=== Your instructions ===
Return the part of the Xenomai patch discussion starting with "On 2013-05-11 16:53, Philippe" and going on through "the domain reference.", copied word for word.

=== Passage given ===
Re: [Xenomai] [CRITICAL PATCH] ipipe: Re-read domain context after IRQ processing

Jan Kiszka Sun, 12 May 2013 23:38:47 -0700

On 2013-05-11 16:53, Philippe Gerum wrote:
> On 05/10/2013 06:22 PM, Jan Kiszka wrote:
>> On 2013-05-10 17:44, Gilles Chanteperdrix wrote:
>>> On 05/10/2013 05:27 PM, Gilles Chanteperdrix wrote:
>>>
>>>> On 01/18/2013 04:38 PM, Jan Kiszka wrote:
>>>>
>>>>> This fixes a nasty bug on SMP boxes: We may migrate to root in the
>>>>> context of an IRQ handler, and then also to a different CPU. Therefore,
>>>>> we must not use domain contexts read before the invocation but update
>>>>> them afterward or use stable information like the domain reference.
>>>>>
>>>>> Signed-off-by: Jan Kiszka <[email protected]>
>>>>> ---
>>>>>
>>>>> We are still facing stalled, unkillable RT processes despite this fix,
>>>>> but at least the head domain status corruption (and related warnings)
>>>>> seems to be gone now.
>>>>>
>>>>>   kernel/ipipe/core.c |    5 +++--
>>>>>   1 files changed, 3 insertions(+), 2 deletions(-)
>>>>>
>>>>> diff --git a/kernel/ipipe/core.c b/kernel/ipipe/core.c
>>>>> index 68af0b3..6aa9572 100644
>>>>> --- a/kernel/ipipe/core.c
>>>>> +++ b/kernel/ipipe/core.c
>>>>> @@ -1173,18 +1173,19 @@ static void dispatch_irq_head(unsigned int irq) 
>>>>> /* hw interrupts off */
>>>>>           head->irqs[irq].handler(irq, head->irqs[irq].cookie);
>>>>>           __ipipe_run_irqtail(irq);
>>>>>           hard_local_irq_disable();
>>>>> + p = ipipe_this_cpu_head_context();
>>>>>           __clear_bit(IPIPE_STALL_FLAG, &p->status);
>>>>>
>>>>>           /* Are we still running in the head domain? */
>>>>>           if (likely(__ipipe_current_context == p)) {
>>>>>                   /* Did we enter this code over the head domain? */
>>>>> -         if (old == p) {
>>>>> +         if (old->domain == head) {
>>>>>                           /* Yes, do immediate synchronization. */
>>>>>                           if (__ipipe_ipending_p(p))
>>>>>                                   __ipipe_sync_stage();
>>>>>                           return;
>>>>>                   }
>>>>> -         __ipipe_set_current_context(old);
>>>>> +         __ipipe_set_current_context(ipipe_this_cpu_root_context());
>>>>>           }
>>>>>
>>>>>           /*
>>>>
>>>>
>>>> Hi Jan,
>>>>
>>>> I may have an issue reported which resembles the problem fixed by this
>>>> patch. If I understand your patch, it means that an irq handler may
>>>> migrate domain.

=== Recorded data ===
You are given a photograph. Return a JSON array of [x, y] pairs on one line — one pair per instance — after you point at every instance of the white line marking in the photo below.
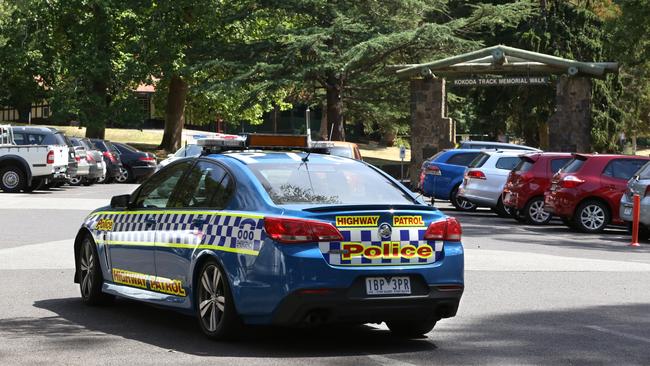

=== Solution to this problem ===
On 2013-05-11 16:53, Philippe Gerum wrote:
> On 05/10/2013 06:22 PM, Jan Kiszka wrote:
>> On 2013-05-10 17:44, Gilles Chanteperdrix wrote:
>>> On 05/10/2013 05:27 PM, Gilles Chanteperdrix wrote:
>>>
>>>> On 01/18/2013 04:38 PM, Jan Kiszka wrote:
>>>>
>>>>> This fixes a nasty bug on SMP boxes: We may migrate to root in the
>>>>> context of an IRQ handler, and then also to a different CPU. Therefore,
>>>>> we must not use domain contexts read before the invocation but update
>>>>> them afterward or use stable information like the domain reference.